### Direction:
Rewrite the lines below as a numbered list, leaving out any blank lines.
-- Start of Records for this exercise --
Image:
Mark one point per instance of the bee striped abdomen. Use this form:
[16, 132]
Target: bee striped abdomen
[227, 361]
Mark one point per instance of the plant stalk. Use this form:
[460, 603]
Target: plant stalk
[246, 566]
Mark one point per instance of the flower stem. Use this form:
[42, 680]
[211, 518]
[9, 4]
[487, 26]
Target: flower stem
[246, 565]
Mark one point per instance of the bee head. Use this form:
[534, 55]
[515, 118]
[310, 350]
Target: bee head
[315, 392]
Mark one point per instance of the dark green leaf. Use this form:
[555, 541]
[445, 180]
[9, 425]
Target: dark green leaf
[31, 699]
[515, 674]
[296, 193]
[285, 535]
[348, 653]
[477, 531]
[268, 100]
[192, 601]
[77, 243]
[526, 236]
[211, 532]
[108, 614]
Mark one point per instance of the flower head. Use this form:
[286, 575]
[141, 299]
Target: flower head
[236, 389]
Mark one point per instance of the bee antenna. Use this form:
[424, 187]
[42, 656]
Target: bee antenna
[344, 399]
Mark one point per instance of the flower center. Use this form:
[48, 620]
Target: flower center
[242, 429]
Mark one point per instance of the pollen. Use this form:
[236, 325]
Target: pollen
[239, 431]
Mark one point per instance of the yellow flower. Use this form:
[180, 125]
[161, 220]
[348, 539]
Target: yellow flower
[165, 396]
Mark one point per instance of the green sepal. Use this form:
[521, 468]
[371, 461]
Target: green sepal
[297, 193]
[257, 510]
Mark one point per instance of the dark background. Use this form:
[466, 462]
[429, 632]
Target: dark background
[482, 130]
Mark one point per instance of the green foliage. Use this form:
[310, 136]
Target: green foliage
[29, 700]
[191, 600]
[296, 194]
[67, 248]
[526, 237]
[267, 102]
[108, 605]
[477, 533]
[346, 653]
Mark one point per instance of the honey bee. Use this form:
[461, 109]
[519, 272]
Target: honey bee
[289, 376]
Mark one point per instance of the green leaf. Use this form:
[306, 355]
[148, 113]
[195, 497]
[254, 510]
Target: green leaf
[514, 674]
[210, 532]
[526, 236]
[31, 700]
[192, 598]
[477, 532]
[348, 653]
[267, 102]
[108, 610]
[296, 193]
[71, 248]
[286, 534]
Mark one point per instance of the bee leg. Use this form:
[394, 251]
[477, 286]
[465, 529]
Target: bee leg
-- End of Records for this exercise --
### The solution:
1. Image:
2. Mark one point per instance of the bee striped abdomen. Use this form:
3. [16, 132]
4. Target: bee striped abdomen
5. [227, 361]
6. Mark one point per instance of the plant stalk. Use this form:
7. [460, 603]
8. Target: plant stalk
9. [246, 566]
10. Mark one point per instance of the flower stem. Use this form:
11. [42, 680]
12. [211, 518]
13. [9, 4]
14. [487, 26]
15. Target: flower stem
16. [246, 565]
17. Mark one point per instance of the bee head. Use this form:
18. [534, 55]
19. [515, 118]
20. [310, 350]
21. Target: bee head
22. [315, 392]
23. Mark one point per instance of the dark green leaf. Use this form:
24. [555, 541]
25. [445, 180]
26. [9, 425]
27. Target: dark green leaf
28. [31, 699]
29. [515, 674]
30. [296, 193]
31. [285, 535]
32. [348, 653]
33. [477, 531]
34. [268, 100]
35. [192, 601]
36. [77, 243]
37. [526, 236]
38. [211, 532]
39. [108, 614]
40. Mark one point per instance of the flower head. Use this form:
41. [286, 575]
42. [141, 299]
43. Target: flower head
44. [236, 389]
45. Mark one point per instance of the bee antenna. Use this form:
46. [424, 187]
47. [42, 656]
48. Target: bee antenna
49. [344, 399]
50. Mark one point per instance of the flower center. Use this form:
51. [48, 620]
52. Target: flower center
53. [242, 429]
54. Mark one point per instance of the pollen. Use this form:
55. [236, 325]
56. Target: pollen
57. [239, 431]
58. Mark one point per instance of the yellow flower. Use this form:
59. [180, 125]
60. [161, 220]
61. [348, 539]
62. Target: yellow flower
63. [165, 396]
64. Mark one point per instance of the green sepal. Use this form:
65. [521, 468]
66. [371, 461]
67. Target: green sepal
68. [297, 193]
69. [257, 510]
70. Mark one point per instance of the dark background. Use this form:
71. [466, 462]
72. [429, 632]
73. Target: dark background
74. [482, 130]
75. Mark one point per instance of the green foliage. Use this form:
76. [310, 136]
77. Target: green foliage
78. [29, 700]
79. [191, 600]
80. [296, 194]
81. [67, 248]
82. [526, 237]
83. [267, 102]
84. [108, 605]
85. [477, 533]
86. [346, 653]
87. Mark one point per instance of the honey bee. Use this form:
88. [461, 109]
89. [519, 272]
90. Target: honey bee
91. [289, 376]
92. Mark one point per instance of the green leaf. Use this form:
93. [306, 355]
94. [148, 113]
95. [195, 497]
96. [254, 510]
97. Target: green leaf
98. [514, 674]
99. [210, 532]
100. [526, 236]
101. [31, 700]
102. [192, 598]
103. [477, 532]
104. [348, 653]
105. [267, 102]
106. [108, 610]
107. [296, 193]
108. [71, 248]
109. [286, 534]
110. Mark one point per instance of the bee leg. Use this form:
111. [394, 251]
112. [477, 286]
113. [465, 529]
114. Target: bee leg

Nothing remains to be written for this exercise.